'''
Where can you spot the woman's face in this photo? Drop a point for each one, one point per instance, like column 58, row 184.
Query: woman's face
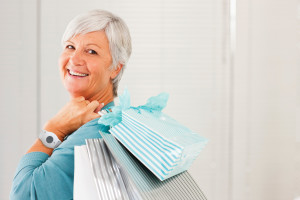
column 85, row 65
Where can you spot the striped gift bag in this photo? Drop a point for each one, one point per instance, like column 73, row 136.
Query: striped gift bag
column 163, row 145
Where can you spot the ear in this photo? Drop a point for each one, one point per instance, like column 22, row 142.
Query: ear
column 115, row 72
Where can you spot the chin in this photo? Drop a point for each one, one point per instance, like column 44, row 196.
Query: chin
column 76, row 91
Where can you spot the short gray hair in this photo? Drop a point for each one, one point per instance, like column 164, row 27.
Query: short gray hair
column 116, row 31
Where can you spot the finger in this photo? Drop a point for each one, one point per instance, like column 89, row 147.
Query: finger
column 93, row 105
column 79, row 99
column 93, row 116
column 101, row 105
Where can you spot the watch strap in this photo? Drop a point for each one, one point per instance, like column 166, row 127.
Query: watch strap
column 49, row 139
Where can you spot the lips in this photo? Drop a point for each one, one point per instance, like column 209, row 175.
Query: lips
column 78, row 74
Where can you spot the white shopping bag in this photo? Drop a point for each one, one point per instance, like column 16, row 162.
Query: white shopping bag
column 84, row 184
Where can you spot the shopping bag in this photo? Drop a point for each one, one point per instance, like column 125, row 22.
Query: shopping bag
column 163, row 145
column 97, row 176
column 105, row 170
column 143, row 184
column 84, row 184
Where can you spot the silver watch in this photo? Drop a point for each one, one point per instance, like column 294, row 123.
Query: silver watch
column 49, row 139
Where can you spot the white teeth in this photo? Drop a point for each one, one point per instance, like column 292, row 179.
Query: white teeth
column 77, row 74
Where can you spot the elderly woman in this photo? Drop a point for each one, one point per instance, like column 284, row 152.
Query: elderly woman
column 96, row 48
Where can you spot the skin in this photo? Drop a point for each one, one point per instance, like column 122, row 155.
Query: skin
column 85, row 54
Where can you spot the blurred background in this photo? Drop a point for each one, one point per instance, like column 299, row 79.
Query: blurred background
column 231, row 69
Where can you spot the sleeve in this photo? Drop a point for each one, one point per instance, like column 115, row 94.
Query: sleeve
column 39, row 176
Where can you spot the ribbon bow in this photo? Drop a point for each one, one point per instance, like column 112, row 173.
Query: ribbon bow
column 154, row 105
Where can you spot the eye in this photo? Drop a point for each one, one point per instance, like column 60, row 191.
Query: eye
column 91, row 51
column 70, row 47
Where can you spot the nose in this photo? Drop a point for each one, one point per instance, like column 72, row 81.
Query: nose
column 77, row 59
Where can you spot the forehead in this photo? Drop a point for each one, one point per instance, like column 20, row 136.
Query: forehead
column 96, row 37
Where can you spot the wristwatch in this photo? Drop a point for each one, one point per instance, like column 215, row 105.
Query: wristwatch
column 49, row 139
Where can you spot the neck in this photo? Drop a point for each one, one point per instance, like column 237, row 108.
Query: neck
column 105, row 96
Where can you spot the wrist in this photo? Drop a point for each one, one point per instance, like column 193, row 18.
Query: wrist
column 54, row 127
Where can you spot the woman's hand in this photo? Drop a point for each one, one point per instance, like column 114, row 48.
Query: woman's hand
column 72, row 116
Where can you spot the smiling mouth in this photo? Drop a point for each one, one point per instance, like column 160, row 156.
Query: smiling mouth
column 72, row 73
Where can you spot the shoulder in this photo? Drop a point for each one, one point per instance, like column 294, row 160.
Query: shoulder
column 87, row 131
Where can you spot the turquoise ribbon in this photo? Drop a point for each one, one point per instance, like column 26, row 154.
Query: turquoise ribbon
column 154, row 105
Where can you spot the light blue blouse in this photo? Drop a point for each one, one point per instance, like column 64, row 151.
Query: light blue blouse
column 44, row 177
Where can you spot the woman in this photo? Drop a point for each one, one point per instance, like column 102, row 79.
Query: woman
column 96, row 48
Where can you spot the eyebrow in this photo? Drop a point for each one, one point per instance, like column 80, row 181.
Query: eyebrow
column 86, row 44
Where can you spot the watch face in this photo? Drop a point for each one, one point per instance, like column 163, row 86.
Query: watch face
column 49, row 139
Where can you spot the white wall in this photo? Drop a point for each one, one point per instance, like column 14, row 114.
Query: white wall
column 247, row 108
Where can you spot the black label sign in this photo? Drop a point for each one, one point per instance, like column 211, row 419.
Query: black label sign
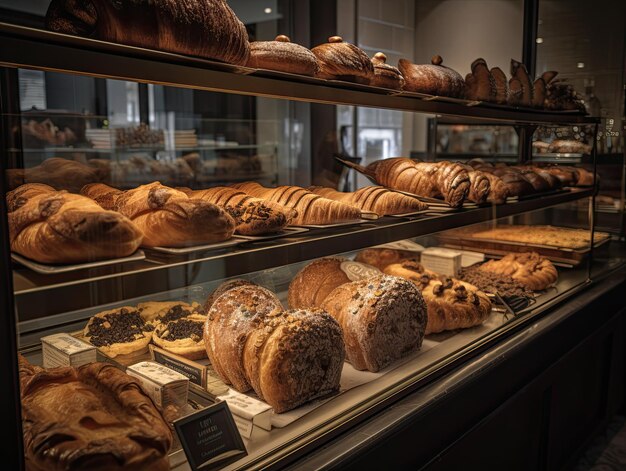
column 210, row 438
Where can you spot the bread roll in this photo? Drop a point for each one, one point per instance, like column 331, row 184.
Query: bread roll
column 57, row 227
column 314, row 282
column 167, row 217
column 202, row 28
column 283, row 55
column 382, row 319
column 343, row 61
column 93, row 417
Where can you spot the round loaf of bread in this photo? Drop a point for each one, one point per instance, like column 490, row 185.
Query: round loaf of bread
column 314, row 282
column 294, row 357
column 230, row 321
column 385, row 75
column 343, row 61
column 382, row 318
column 283, row 55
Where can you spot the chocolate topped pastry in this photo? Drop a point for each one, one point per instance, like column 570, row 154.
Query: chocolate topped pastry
column 283, row 55
column 385, row 75
column 343, row 61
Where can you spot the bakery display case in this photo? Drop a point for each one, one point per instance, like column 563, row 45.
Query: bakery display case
column 305, row 310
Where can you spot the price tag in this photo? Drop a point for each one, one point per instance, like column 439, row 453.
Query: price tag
column 210, row 438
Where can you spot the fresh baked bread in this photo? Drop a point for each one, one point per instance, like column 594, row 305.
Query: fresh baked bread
column 314, row 282
column 430, row 179
column 182, row 336
column 343, row 61
column 451, row 304
column 167, row 217
column 432, row 79
column 294, row 357
column 283, row 55
column 203, row 28
column 94, row 417
column 230, row 321
column 385, row 75
column 530, row 269
column 382, row 257
column 119, row 331
column 51, row 226
column 374, row 199
column 309, row 207
column 382, row 318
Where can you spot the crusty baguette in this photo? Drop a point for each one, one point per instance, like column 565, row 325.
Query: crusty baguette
column 382, row 319
column 310, row 208
column 51, row 226
column 430, row 179
column 167, row 217
column 376, row 199
column 253, row 216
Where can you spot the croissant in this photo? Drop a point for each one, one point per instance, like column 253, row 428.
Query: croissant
column 375, row 199
column 167, row 217
column 429, row 179
column 252, row 215
column 51, row 226
column 311, row 208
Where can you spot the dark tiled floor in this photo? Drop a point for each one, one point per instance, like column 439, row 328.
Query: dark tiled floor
column 608, row 451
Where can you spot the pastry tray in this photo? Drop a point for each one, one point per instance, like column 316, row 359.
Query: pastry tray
column 45, row 269
column 286, row 232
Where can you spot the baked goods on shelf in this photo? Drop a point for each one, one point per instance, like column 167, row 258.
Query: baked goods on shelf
column 287, row 357
column 432, row 79
column 93, row 417
column 385, row 75
column 562, row 237
column 315, row 281
column 203, row 28
column 309, row 207
column 167, row 217
column 382, row 318
column 253, row 216
column 343, row 61
column 281, row 54
column 376, row 199
column 51, row 226
column 529, row 268
column 429, row 179
column 182, row 336
column 451, row 303
column 120, row 331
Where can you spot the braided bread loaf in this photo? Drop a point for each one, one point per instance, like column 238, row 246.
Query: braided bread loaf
column 310, row 208
column 376, row 199
column 429, row 179
column 382, row 319
column 451, row 304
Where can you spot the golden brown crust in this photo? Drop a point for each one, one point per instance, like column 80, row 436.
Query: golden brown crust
column 94, row 417
column 343, row 61
column 530, row 269
column 167, row 217
column 59, row 227
column 283, row 55
column 203, row 28
column 382, row 318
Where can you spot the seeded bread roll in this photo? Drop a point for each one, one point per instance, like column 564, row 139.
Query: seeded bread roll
column 283, row 55
column 202, row 28
column 314, row 282
column 382, row 319
column 343, row 61
column 385, row 75
column 94, row 418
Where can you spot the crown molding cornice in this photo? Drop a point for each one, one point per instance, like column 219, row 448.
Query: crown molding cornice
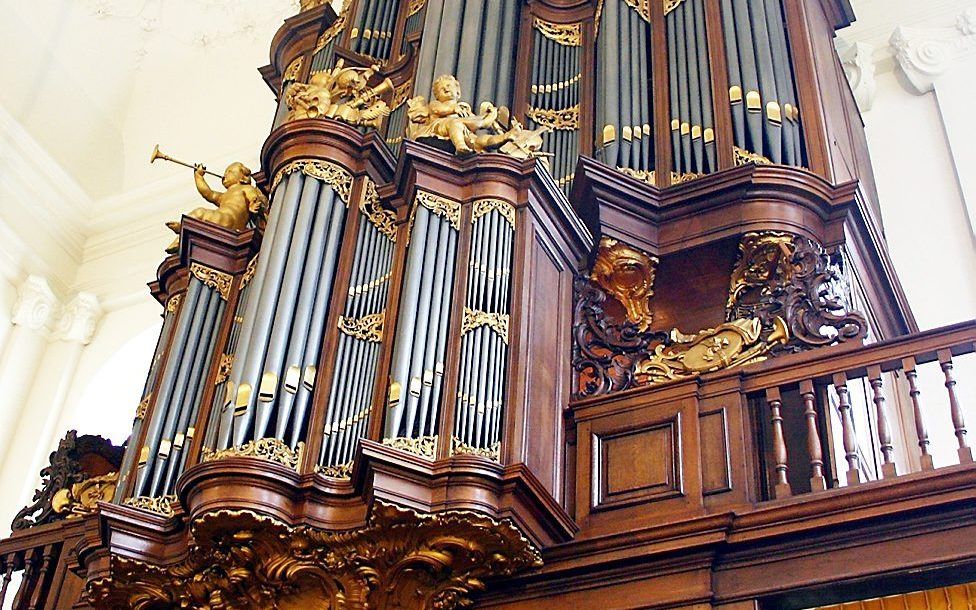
column 924, row 54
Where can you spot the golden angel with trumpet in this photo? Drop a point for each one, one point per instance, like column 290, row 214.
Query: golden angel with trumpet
column 341, row 93
column 241, row 204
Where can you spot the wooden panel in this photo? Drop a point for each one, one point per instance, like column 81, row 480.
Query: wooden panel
column 637, row 465
column 691, row 287
column 716, row 476
column 542, row 417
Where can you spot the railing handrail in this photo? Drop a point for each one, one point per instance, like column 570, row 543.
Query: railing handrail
column 819, row 365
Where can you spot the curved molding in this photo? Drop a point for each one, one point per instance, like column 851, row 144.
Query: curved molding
column 857, row 59
column 924, row 54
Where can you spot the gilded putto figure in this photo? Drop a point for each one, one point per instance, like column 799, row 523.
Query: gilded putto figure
column 341, row 93
column 446, row 117
column 239, row 204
'''
AIM OF THE TASK:
In the listing above, the lines from the one containing "Query: nose" through the one containing "Where can you spot the black" must be set down exactly, with no other lines.

OUTPUT OF THE TASK:
Query: nose
column 77, row 59
Where can you spot the forehead in this photo? Drop a point for each one, one point per instance, like column 20, row 136.
Query: forehead
column 96, row 37
Where can you spot the wristwatch in this photo? Drop a point for each one, one point per instance, like column 215, row 105.
Query: wristwatch
column 49, row 139
Where can you spot the neck in this photo? Drop a point for each one, one point per instance, like column 237, row 108.
Query: neck
column 105, row 96
Where can you spot the wrist in this photo? Drop a point for each one, one point per instance, like column 193, row 18.
Query: wrist
column 54, row 127
Where can you spot the woman's hand in this photo? Drop a point for each one, one point per instance, like column 114, row 48.
Query: woman's hand
column 72, row 116
Where can you spot the smiling mouth in this photo? Drop a point for each one, one point per instance, like column 160, row 156.
Query: smiling mouth
column 72, row 73
Where can you spot the shoulder in this photo? Drop a point for each one, one point per instance, like column 294, row 160.
Query: shoulder
column 87, row 131
Where can you spot the turquoise ribbon in this photo? Drop a point for each one, one point per instance, like column 26, row 154.
Query: turquoise ribbon
column 154, row 105
Where can you spot the light blue blouse in this photo? Drop a point for each one, one point per instance, like column 64, row 151.
Query: light blue blouse
column 44, row 177
Where can you spot the woman in this photo? Drop a point for each one, one point per instance, like column 102, row 79.
Query: woman
column 96, row 48
Where can you spot the eyebrow in this photo? Drop a point for each one, one point per instance, like column 80, row 181.
Query: eyebrow
column 86, row 44
Where can you spot the watch face in this photo? Drop a point for each one, one point per instance, like column 163, row 86.
Query: watch face
column 49, row 139
Where can you spot the white wall in this photo? Drop a point for each one, one point per instance, like column 14, row 114.
Query: white wall
column 247, row 108
Where can you spot the black label sign in this photo? Drop a point for each one, one point per instance, like column 211, row 419.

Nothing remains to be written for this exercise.